## ARTICLE:
%%

Two months after a group of Spring Breakers, including West Point cadets, overdosed on fentanyl-laced cocaine, the Lauderhill man accused of selling them the potentially lethal drugs has been indicted on federal charges, court records show.

Axel “Gee” Casseus, 21, was indicted on two counts of distribution of a controlled substance on May 5 for allegedly selling the laced cocaine to the Spring Breakers on March 10 and for selling $1,000 worth of cocaine to an undercover officer on March 11, according to the indictment.

The charge stemming from the March 10 overdoses carries a higher possible penalty — life in prison with a mandatory minimum of 20 years in prison. The maximum penalty for the second charge stemming from the undercover sale carries a maximum punishment of 20 years in prison, the indictment says.

Each charge’s maximum punishment carries a $1 million fine, the indictment says.

Broward Sheriff’s Office deputies arrested Casseus on March 11 on a drug trafficking charge in the undercover selling. He was suspected of selling the laced drugs to the Spring Breakers but had not been charged in that incident until the federal indictment earlier this month.

The criminal complaint, written by a U.S. Drug Enforcement Administration officer, says two of the six Spring Breakers who overdosed met Casseus at Fort Lauderdale beach on March 9 — the day before the overdoses. Those two, who are not identified in the complaint, were put on ventilators after ingesting the laced drugs.

Casseus told them when they met at the beach that he sold cocaine, the complaint says, and gave them his phone number. His number was saved under the name “Gee fort Lauderdale plug” in the phone of one Spring Breaker.

%%

## STATED EXERCISE A:
Answer these questions about the article:
(i) On what date was Casseus indicted?
(ii) What mandatory minimum prison term does the charge from the March 10 overdoses carry?
(iii) Under what name was Casseus's number saved in one Spring Breaker's phone?

## RECORDS PROVIDED:
%%

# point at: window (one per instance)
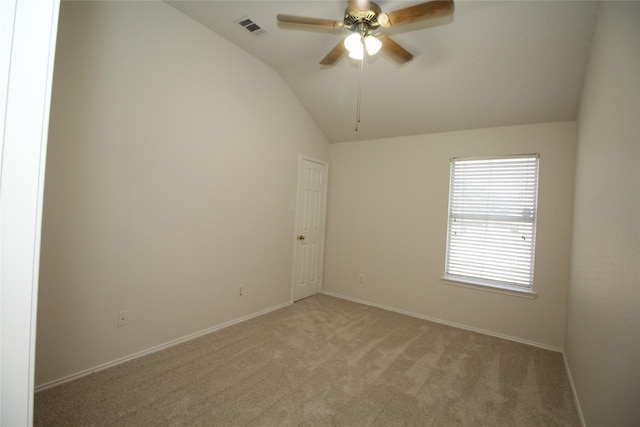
(492, 221)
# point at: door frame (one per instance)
(301, 158)
(27, 49)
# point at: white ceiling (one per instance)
(490, 64)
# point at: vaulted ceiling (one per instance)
(489, 64)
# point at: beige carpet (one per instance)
(324, 361)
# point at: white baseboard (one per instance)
(446, 322)
(574, 392)
(160, 347)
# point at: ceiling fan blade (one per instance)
(416, 13)
(335, 54)
(397, 52)
(358, 4)
(302, 20)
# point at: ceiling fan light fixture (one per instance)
(353, 43)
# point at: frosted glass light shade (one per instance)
(353, 43)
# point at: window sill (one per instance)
(505, 290)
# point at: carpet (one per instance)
(324, 361)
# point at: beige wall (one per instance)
(603, 326)
(170, 175)
(387, 218)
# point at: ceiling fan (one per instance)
(364, 18)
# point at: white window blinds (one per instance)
(492, 220)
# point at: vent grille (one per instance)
(251, 27)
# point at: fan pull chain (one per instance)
(360, 87)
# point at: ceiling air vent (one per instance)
(251, 27)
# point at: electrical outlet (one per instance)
(123, 318)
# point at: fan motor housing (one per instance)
(354, 16)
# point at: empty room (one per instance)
(241, 218)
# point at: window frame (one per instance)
(478, 281)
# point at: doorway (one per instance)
(310, 210)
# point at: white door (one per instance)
(310, 223)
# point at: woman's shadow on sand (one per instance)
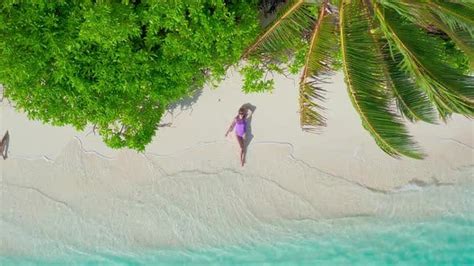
(248, 133)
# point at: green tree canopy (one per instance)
(116, 65)
(402, 59)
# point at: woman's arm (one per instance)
(231, 127)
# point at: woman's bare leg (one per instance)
(242, 153)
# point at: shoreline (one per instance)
(188, 187)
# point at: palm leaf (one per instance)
(366, 83)
(318, 65)
(411, 101)
(455, 15)
(285, 31)
(427, 16)
(448, 88)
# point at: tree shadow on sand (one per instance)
(248, 132)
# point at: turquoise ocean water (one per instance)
(435, 241)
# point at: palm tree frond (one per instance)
(318, 65)
(455, 15)
(285, 31)
(447, 87)
(366, 83)
(411, 101)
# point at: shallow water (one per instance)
(360, 241)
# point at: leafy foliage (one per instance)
(401, 58)
(116, 65)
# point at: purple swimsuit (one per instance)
(240, 127)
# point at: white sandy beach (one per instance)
(188, 189)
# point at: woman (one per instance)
(240, 125)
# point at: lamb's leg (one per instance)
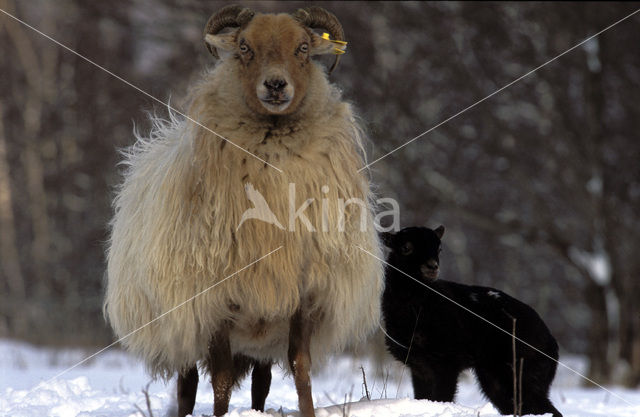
(300, 360)
(187, 387)
(260, 384)
(221, 370)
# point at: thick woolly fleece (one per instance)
(175, 230)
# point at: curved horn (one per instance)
(317, 17)
(228, 16)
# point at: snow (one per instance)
(112, 384)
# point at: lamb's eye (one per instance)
(406, 249)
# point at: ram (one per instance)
(269, 122)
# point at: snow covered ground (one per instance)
(112, 385)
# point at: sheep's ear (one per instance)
(388, 239)
(320, 45)
(221, 45)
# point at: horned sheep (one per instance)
(270, 119)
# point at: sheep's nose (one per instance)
(275, 85)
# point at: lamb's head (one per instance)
(415, 251)
(272, 52)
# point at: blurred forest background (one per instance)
(539, 186)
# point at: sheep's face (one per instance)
(416, 251)
(273, 57)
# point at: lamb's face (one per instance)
(271, 54)
(416, 251)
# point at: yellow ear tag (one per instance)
(339, 48)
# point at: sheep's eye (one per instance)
(406, 249)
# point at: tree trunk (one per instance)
(598, 334)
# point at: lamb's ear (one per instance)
(222, 44)
(388, 239)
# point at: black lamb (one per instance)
(438, 339)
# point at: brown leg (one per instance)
(300, 361)
(221, 370)
(260, 383)
(187, 387)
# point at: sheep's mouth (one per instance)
(276, 105)
(275, 101)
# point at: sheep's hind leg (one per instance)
(300, 360)
(187, 387)
(260, 384)
(221, 368)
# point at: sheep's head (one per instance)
(415, 251)
(272, 52)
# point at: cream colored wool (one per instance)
(174, 230)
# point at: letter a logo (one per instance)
(260, 210)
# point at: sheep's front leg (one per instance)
(187, 387)
(300, 360)
(260, 384)
(221, 370)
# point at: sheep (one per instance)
(438, 339)
(177, 228)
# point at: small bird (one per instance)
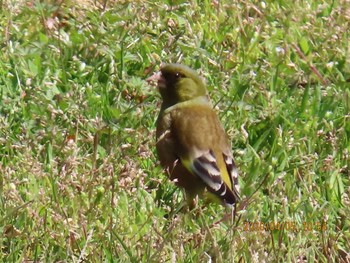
(192, 145)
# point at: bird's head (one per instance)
(178, 83)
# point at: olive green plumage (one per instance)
(192, 145)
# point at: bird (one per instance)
(192, 145)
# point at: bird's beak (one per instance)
(157, 78)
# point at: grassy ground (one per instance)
(79, 178)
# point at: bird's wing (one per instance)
(204, 150)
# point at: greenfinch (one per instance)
(191, 143)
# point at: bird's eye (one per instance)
(178, 75)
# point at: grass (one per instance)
(79, 177)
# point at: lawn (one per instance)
(79, 176)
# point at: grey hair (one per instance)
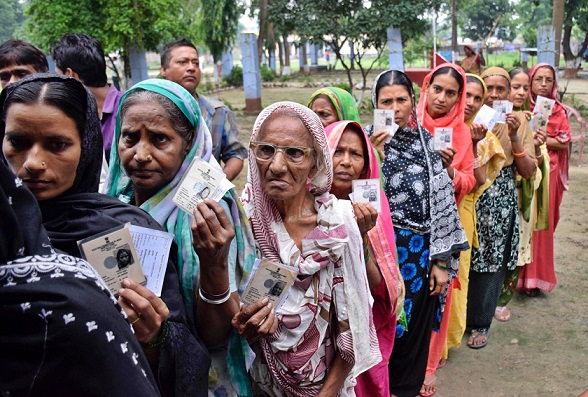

%%

## STATED EXERCISE B:
From the rows above, give everything from the line containing "# point at: black lamb (one per instance)" down to the end of the rows as a numbered list. Leave out blank lines and the pictures.

## TASK RESULT A:
(i) May 5
(ii) 20 years
(iii) "Gee fort Lauderdale plug"

## TASK RESULT B:
1. # point at: black lamb (one per instance)
2. (438, 339)
3. # point at: brown leg (one per instance)
4. (300, 361)
5. (221, 370)
6. (260, 383)
7. (187, 387)
8. # point at: sheep's mouth (one per instance)
9. (276, 105)
10. (275, 101)
11. # point at: sheep's hind leg (one per instance)
12. (300, 360)
13. (187, 387)
14. (260, 384)
15. (221, 368)
16. # point at: sheep's head (one per instance)
17. (415, 251)
18. (272, 52)
19. # point at: cream colored wool (one per instance)
20. (174, 230)
21. # point at: letter a logo (one per instance)
22. (260, 210)
23. # point at: sheep's front leg (one per instance)
24. (187, 387)
25. (300, 360)
26. (260, 384)
27. (221, 370)
28. # point at: sheep (one per instance)
29. (438, 339)
30. (177, 228)
31. # point at: small bird (one per instance)
32. (192, 145)
33. # point at: bird's head (one per instance)
34. (178, 83)
35. # point at: olive green plumage (one per instance)
36. (192, 145)
37. # point at: bird (one per instance)
38. (192, 145)
39. # point at: bird's beak (one per instance)
40. (157, 78)
41. # point at: grassy ground (one per instance)
42. (79, 178)
43. # point at: bird's wing (one per instance)
44. (204, 150)
45. # point at: greenfinch (one per instance)
46. (191, 143)
47. # point at: bird's eye (one per instance)
48. (178, 75)
49. # point at: grass (one per instance)
50. (79, 177)
51. # point at: lawn (one per instance)
52. (79, 176)
53. # point at: grey hair (one per instance)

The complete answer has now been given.